--- Supplied material ---

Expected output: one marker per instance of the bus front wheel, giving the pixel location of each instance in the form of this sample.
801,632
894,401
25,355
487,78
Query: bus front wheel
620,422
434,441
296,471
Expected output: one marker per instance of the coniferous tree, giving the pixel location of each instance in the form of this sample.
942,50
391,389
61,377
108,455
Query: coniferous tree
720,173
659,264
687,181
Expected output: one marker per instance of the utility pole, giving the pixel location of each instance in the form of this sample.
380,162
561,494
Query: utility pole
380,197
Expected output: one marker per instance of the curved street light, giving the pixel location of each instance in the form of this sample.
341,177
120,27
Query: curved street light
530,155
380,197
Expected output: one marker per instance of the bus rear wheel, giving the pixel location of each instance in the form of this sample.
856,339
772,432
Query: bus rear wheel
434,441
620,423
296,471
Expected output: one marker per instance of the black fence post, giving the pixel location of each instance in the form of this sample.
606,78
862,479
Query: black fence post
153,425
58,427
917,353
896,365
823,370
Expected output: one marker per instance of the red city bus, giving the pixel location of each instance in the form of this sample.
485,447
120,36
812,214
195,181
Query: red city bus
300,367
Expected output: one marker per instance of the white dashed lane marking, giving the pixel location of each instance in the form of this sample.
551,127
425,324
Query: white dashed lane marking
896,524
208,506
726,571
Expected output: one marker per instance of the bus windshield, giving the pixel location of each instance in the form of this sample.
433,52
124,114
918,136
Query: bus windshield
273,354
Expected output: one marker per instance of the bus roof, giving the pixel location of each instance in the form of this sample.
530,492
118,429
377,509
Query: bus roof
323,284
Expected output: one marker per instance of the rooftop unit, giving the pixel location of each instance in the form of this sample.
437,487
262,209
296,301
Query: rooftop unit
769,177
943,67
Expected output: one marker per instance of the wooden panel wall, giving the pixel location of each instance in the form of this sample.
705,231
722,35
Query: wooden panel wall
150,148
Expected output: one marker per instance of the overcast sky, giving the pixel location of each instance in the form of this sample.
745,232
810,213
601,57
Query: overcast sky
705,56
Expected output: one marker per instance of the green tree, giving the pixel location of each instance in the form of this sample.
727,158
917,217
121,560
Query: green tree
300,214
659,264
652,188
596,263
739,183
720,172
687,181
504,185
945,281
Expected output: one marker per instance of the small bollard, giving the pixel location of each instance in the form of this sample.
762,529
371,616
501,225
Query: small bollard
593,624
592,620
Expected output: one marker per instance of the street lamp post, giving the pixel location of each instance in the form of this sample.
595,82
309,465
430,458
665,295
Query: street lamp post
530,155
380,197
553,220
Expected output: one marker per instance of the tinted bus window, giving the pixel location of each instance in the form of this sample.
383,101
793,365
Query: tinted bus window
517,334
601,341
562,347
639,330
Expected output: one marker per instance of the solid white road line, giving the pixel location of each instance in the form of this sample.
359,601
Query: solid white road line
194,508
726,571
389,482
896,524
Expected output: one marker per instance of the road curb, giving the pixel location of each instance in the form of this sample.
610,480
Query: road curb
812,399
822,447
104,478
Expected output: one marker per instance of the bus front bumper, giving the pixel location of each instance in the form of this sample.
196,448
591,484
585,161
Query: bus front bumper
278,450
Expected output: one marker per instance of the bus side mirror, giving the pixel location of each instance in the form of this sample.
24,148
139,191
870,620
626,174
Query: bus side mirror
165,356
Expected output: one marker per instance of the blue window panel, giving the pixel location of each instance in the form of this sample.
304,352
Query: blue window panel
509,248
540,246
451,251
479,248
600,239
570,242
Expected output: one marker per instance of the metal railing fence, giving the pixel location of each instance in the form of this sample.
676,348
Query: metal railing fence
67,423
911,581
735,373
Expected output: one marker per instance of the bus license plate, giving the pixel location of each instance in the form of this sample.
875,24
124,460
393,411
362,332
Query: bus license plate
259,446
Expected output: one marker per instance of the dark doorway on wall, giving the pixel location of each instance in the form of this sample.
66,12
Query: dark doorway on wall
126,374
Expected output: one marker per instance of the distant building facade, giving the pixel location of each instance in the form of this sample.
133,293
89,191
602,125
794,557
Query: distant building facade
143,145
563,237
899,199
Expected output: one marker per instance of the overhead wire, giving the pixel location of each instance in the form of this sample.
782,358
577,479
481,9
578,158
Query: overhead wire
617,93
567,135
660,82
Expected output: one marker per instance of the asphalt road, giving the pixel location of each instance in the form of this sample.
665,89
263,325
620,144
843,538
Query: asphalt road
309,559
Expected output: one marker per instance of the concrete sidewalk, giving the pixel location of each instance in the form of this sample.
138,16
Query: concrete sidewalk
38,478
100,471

---

Reproduce all of the material above word for word, keeping every line in its original order.

Expected output: one marker per instance of the bus front wheel, giving the pixel location of each instance in the form of this sample.
801,632
894,401
25,355
487,78
Query: bus front wheel
620,422
434,441
296,471
Expected output: one marker per instance of the coniferous tree, giving the pixel location of each instance in the form of this sample.
942,50
391,389
61,377
108,455
Query: coniferous tree
720,173
659,264
687,181
Expected output: one marker per instance of the utility pole, giving the pixel location of each instance in the form of this sample.
380,162
561,494
Query: utility pole
380,197
Expected output: one marker per instance of the curved street light, giving the pixel location of each instance in the form of this sample.
341,177
120,27
Query: curved street light
530,155
380,197
Expected output: one marker per instance of the bus rear wheel, giving the pixel location of each instance in the form of this sample.
856,339
772,432
Query: bus rear wheel
434,441
620,423
296,471
Expected output: one marker per instance of the black fence post, giving the pixel location of each instance in the form of this sample.
606,78
862,479
Query: black fence post
153,425
58,427
917,353
896,365
823,370
Expected output: one marker per instance of the red city bus, giving the pixel location of each instance in the form of this sample.
485,447
120,36
812,214
195,181
Query: red city bus
300,367
Expected output: one marker per instance of the white dashed lane marking, giving the pixel location of each instance in the form of this sample.
551,127
425,324
Query: white dashed lane marking
896,524
208,506
726,571
Expected output: one marker per instance of the bus windshield, giving the pixel location of each instance in the form of this sample.
433,52
124,114
918,136
Query: bus windshield
273,354
Expected output: one marker per instance of the bus roof, giving the pixel location of each instance in the form of this sample.
530,492
118,429
377,509
Query: bus roof
323,284
Expected output: one marker per instance of the rooftop unit, giving the pixel location of each instance in the form of this sample.
437,487
262,209
296,301
Query: rooftop unit
769,177
943,67
Expected output: one marker per instance of the wooden panel wall, giving the pixel location of each instance in the form of this sample.
705,231
722,35
Query: wooden panel wall
150,148
Expected output: one marker per instance of the overcast sky, giving the pixel location of each instance in the form of this sample.
745,232
810,213
601,57
Query: overcast sky
705,56
Expected output: one marker per instance of the green tree, giving the pixel location of each instance in the form of this sample.
727,158
917,217
121,560
Query: green tree
300,214
659,264
652,188
596,263
739,183
720,172
687,181
504,185
945,281
Expected output: one marker per instance of the small bollard, giving the pixel location of each instance in the form of this sample.
762,529
371,616
501,225
Query: small bollard
593,624
592,620
Expected output: one marker per instance of the street lamp post, giving the pixel location of each instance in the form of this sample.
595,82
309,465
430,458
665,295
Query: street lamp post
530,155
380,197
553,220
Expected output: one marker per instance of the tinted bus window, giving the pixel location of each instance in the form of this sample.
383,101
793,365
Query: tinted bus window
517,334
601,341
562,347
639,330
Expected output: one marker per instance of the solid white road line, giving the pixel location of each instance in the form of this sample.
359,601
Query: solid white road line
194,508
726,571
389,482
896,524
Expected output: one marker per instance of the road curb, giving the pixel location of each instance in the form of this sample.
610,480
Query: road curb
812,399
822,447
104,478
Expected output: one marker per instance of the bus front bumper, giving the pixel location of each instance in the form of this sample.
196,448
591,484
585,161
Query: bus front bumper
278,450
Expected output: one marker per instance of the bus side mirror, giving the pixel location of each instance in the form of this sample.
24,148
139,191
870,620
626,174
Query: bus side mirror
165,356
Expected output: one marker per instance of the blue window panel, giving the pixel location of each instance in the form of this sample.
304,352
Query: blue window panel
509,248
540,246
451,251
479,248
600,239
570,242
Expected output: one marker per instance of the metal railing fence, giving the pixel location of each instance in the form of this sample.
676,348
Query: metal railing fence
67,423
911,581
735,373
Expected output: one marker per instance of the bus license plate, giving the pixel location of each instance in the form of this sample.
875,24
124,460
393,411
362,332
Query: bus license plate
259,446
Expected output: one marker per instance of the dark doorway on wall, giving the pixel location of each instance in the form of this sample.
66,12
Query: dark doorway on wall
126,374
Expected output: one marker per instance of the distant building facade, giving the pixel location of each instance in the form of this sample.
133,293
89,191
602,125
794,557
Query: distant building facade
143,145
563,237
899,199
Expected output: one marker per instance of the overhead wire, giving the pixel location of each instance in the form of this sample.
782,358
577,479
481,9
578,158
Query: overhead wire
617,93
567,135
660,82
Expected output: one marker per instance of the asphalt road, giving the pixel location of each instance in the form of this sample.
665,89
263,325
620,144
843,538
Query: asphalt road
309,559
Expected output: one marker per instance of the concrete sidewalk, giving the pixel location of each instance in the form of this sample.
138,16
Query: concrete sidewalk
38,478
100,471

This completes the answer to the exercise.